* EXERCISE DESCRIPTION: From the article on Mavis Wilton below, write out word for word the passage starting with "Mavis Wilton (also" and going on through "became a regular.".

* TEXT SECTION:
::::

- Portrayed by: Thelma Barlow
- Duration: 1971–1997
- First appearance: 11 August 1971
- Last appearance: 10 October 1997
- Introduced by: Leslie Duxbury (1971) Brian Armstrong (1972) Eric Prytherch (1973)

= Mavis Wilton =

Fictional character from Coronation Street

Mavis Wilton (also Riley) is a fictional character from the British ITV soap opera Coronation Street, played by Thelma Barlow. A long-running series regular, Mavis appeared in the show for 26 years from 1971 to 1997. Introduced for a one-off guest appearance, she proved popular with producers and viewers and subsequently became a regular.

Mavis was portrayed as moralising, repressed, and dithering, and often appeared in comic scenes with her boss Rita Sullivan (Barbara Knox) or her husband Derek Wilton (Peter Baldwin). She was generally well received by critics, described as a national institution and one of Coronation Street's best loved characters, an old-fashioned spinster. Barlow has been praised for her portrayal of Mavis, a character notably spoofed by impressionist Les Dennis during the 1980s.

Barlow decided to leave Coronation Street in 1997; her character left to run a guest house in Cartmel following the death of her husband. Barlow has said that the producers of Coronation Street have repeatedly asked her to return as Mavis, but she has so far declined.

==Creation and development==
===Characterisation===
Mavis Riley's 1971 guest appearance proved to be a hit with viewers, persuading the producers of Coronation Street to make her a regular character. It has been reported that Barlow based her portrayal of Mavis on a woman she had seen working in Granada studios (where Coronation Street is filmed) as well as "dozens of northern women she had seen battered into submission by worry". Discussing the woman who inspired Mavis's characterisation, Barlow said, "She had a strong core, but didn't show it. She was desperate to be liked but she didn't want to appear pushy."

Discussing her character, Barlow described Mavis as a "soppy thing", adding "she had great integrity, and she was a very loyal person. She would stick by her morality. She was a mouse to begin with, and then she met [her future husband] Derek and ... she learnt to be quite tough." In Daran Little's book The Coronation Street Story Mavis is described as a "very creative person". She often met men through her creative endeavours, but her status as a spinster often led to feelings of bitterness, and she resented that her friend Emily had married two men before she had married once. Her lack of male attention led Mavis to be labelled the "eternal virgin" of Coronation Street. The serial's New Zealand broadcaster TVNZ described her as "flighty and romantic".

The character has been discussed in a variety of publications. Hilary Kingsley in her book Soapbox discusses Mavis's reticent and moralistic personality as seen in her drinking habits: Mavis drinks fruit juices, but on special occasions sweet sherry: "two for Mavis is one too many" says Kingsley. In a 1983 issue of New Statesman magazine, Mavis is described as having a face that is "never quite sure of its own shape". The author describes the storyline featuring Mavis facing the prospect of a trial marriage or losing her boyfriend as an example of the "either-or situations" into which soap opera is "forever ensnaring its characters". An article in the Evening Standard said Mavis was "meek and mild" and "would not say boo to a budgie". In the same newspaper Mark Walton-Cook discusses Mavis's style, stating: "I keep picturing Corrie's Mavis Riley twittering and clutching at the high neck of a securely fastened polyester blouse with a tasteful cameo brooch".

::::

* INFORMATION GIVEN:

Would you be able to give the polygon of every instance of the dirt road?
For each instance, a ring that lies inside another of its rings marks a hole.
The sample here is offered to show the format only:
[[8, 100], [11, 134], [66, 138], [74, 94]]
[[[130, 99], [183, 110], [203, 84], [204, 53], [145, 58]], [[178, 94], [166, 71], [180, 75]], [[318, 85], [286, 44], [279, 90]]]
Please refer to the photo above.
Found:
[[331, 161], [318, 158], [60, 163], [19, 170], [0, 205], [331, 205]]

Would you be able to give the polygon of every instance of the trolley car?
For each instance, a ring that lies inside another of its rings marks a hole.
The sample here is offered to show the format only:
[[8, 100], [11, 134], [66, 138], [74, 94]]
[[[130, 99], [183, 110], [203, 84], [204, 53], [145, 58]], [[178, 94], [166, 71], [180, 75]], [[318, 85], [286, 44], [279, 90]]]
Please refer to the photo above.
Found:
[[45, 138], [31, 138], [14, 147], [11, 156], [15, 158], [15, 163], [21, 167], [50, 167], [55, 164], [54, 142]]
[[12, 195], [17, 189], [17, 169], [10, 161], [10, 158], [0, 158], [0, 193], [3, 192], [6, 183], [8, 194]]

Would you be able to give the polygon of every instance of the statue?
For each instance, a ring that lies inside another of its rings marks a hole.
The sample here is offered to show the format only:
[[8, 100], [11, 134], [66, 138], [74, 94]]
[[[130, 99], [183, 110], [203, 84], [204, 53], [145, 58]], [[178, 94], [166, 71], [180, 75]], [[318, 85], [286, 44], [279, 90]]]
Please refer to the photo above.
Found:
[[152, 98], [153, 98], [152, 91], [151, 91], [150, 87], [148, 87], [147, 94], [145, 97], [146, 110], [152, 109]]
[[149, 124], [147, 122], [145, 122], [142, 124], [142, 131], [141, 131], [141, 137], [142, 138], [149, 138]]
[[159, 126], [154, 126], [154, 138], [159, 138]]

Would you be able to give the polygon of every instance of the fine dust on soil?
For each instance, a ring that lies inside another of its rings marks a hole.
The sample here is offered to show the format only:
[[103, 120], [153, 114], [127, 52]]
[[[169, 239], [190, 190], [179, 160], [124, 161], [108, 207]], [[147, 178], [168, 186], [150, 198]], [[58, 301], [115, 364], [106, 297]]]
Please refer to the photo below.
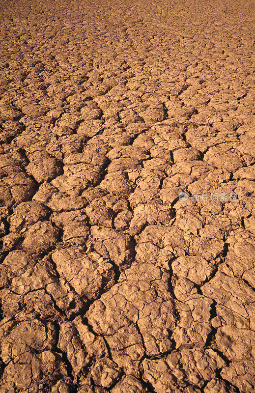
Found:
[[255, 10], [2, 2], [1, 393], [254, 393]]

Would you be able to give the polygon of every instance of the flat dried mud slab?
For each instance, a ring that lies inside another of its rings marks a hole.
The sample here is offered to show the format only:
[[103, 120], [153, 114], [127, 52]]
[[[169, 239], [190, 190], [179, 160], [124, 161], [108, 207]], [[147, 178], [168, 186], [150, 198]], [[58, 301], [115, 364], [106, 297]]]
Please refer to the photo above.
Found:
[[255, 393], [255, 9], [2, 2], [1, 393]]

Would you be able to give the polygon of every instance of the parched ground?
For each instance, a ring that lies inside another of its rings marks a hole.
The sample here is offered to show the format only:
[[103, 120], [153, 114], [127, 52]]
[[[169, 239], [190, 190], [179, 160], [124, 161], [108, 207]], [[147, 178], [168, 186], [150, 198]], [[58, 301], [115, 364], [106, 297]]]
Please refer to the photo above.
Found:
[[0, 13], [1, 393], [254, 393], [255, 1]]

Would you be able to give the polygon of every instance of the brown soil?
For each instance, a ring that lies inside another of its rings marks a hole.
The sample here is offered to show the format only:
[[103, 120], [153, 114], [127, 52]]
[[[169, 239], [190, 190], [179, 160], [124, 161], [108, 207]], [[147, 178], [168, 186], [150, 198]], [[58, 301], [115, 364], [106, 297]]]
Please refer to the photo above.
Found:
[[2, 1], [1, 393], [255, 392], [255, 10]]

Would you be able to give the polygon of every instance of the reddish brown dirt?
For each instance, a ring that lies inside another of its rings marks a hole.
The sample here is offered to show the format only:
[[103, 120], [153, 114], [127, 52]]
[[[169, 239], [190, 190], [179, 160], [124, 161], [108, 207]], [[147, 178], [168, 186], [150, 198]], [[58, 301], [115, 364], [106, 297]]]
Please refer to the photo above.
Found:
[[2, 1], [1, 393], [255, 392], [255, 10]]

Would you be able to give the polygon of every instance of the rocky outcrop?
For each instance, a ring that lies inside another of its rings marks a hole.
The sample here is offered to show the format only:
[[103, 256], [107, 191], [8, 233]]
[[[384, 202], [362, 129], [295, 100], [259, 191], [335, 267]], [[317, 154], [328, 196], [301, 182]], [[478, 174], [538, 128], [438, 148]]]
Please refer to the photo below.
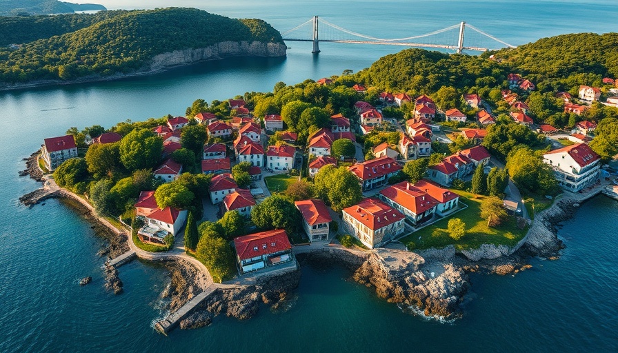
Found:
[[285, 44], [277, 43], [224, 41], [206, 48], [159, 54], [150, 61], [150, 70], [157, 71], [169, 67], [230, 56], [285, 57], [286, 49]]

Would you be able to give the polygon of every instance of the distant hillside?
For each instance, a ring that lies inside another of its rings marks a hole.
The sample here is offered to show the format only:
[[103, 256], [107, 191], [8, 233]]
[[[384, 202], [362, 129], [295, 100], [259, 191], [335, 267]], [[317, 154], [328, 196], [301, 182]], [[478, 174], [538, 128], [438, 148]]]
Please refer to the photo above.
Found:
[[106, 8], [102, 5], [77, 4], [58, 0], [0, 0], [0, 16], [66, 14], [90, 10]]
[[[74, 32], [27, 43], [17, 50], [0, 49], [0, 81], [130, 74], [143, 69], [159, 54], [220, 42], [284, 46], [279, 32], [263, 21], [233, 19], [197, 9], [170, 8], [100, 16], [81, 19], [81, 24], [76, 20], [72, 25], [76, 28], [88, 21], [93, 24]], [[61, 26], [59, 30], [70, 27]]]

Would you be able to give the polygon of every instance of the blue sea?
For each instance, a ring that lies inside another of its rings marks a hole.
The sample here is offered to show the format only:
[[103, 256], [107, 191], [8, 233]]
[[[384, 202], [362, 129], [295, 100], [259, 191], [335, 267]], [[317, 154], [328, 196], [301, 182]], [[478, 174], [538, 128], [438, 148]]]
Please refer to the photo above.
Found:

::::

* ANSWER FOR THIS EXERCISE:
Mavis Wilton (also Riley) is a fictional character from the British ITV soap opera Coronation Street, played by Thelma Barlow. A long-running series regular, Mavis appeared in the show for 26 years from 1971 to 1997. Introduced for a one-off guest appearance, she proved popular with producers and viewers and subsequently became a regular.